- **SOURCE PASSAGE**

_ _ _ _

8
votes

I have a group of graphs visualizing a bunch of data for me (here), based off a csv with approximately 25,000 lines of data, each having 12 parameters. However, doing any interaction (such as selecting a range with the brush on any of the graphs) is slow and unwieldy, completely unlike the dc.js demo found here, which deals with thousands of records as well but maintains smooth animations, or crossfilter's demo here which has 10 times as many records (flights) as I do.

I know the main resource hogs are the two line charts, since they have data points every 15 minutes for about 8 solid months. Removing either of them makes the charts responsive again, but they're the main feature of the visualizations, so is there any way I can make them show less fine-grained data?

The code for the two line graphs specifically is below:

        var lineZoomGraph = dc.lineChart("#chart-line-zoom")
            .width(1100)
            .height(60)
            .margins({top: 0, right: 50, bottom: 20, left: 40})
            .dimension(dateDim)
            .group(tempGroup)
            .x(d3.time.scale().domain([minDate,maxDate]));

        var tempLineGraph = dc.lineChart("#chart-line-tempPer15Min")
            .width(1100).height(240)
            .dimension(dateDim)
            .group(tempGroup)
            .mouseZoomable(true)
            .rangeChart(lineZoomGraph)
            .brushOn(false)
            .x(d3.time.scale().domain([minDate,maxDate])); 

Separate but relevant question; how do I modify the y-axis on the line charts? By default they don't encompass the highest and lowest values found in the dataset, which seems odd.

_ _ _ _

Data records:

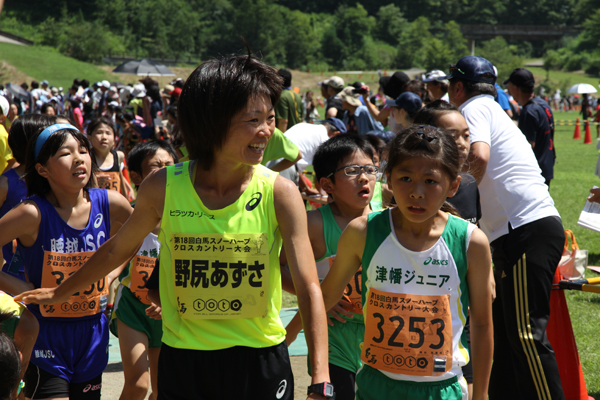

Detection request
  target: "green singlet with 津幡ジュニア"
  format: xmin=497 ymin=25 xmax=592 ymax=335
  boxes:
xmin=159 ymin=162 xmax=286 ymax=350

_ _ _ _

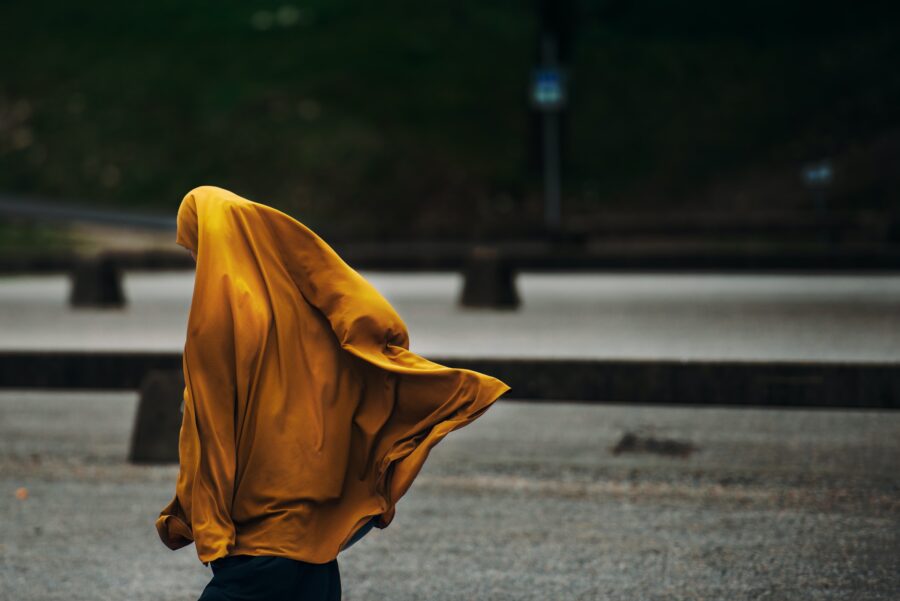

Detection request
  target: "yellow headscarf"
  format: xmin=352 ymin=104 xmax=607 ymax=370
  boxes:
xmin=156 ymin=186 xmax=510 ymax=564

_ _ _ _

- **GIVEN INSTRUCTION**
Copy the dc.js chart performance question word for word from "Separate but relevant" up to and including "which seems odd.".

- **SOLUTION TO THIS EXERCISE**
Separate but relevant question; how do I modify the y-axis on the line charts? By default they don't encompass the highest and lowest values found in the dataset, which seems odd.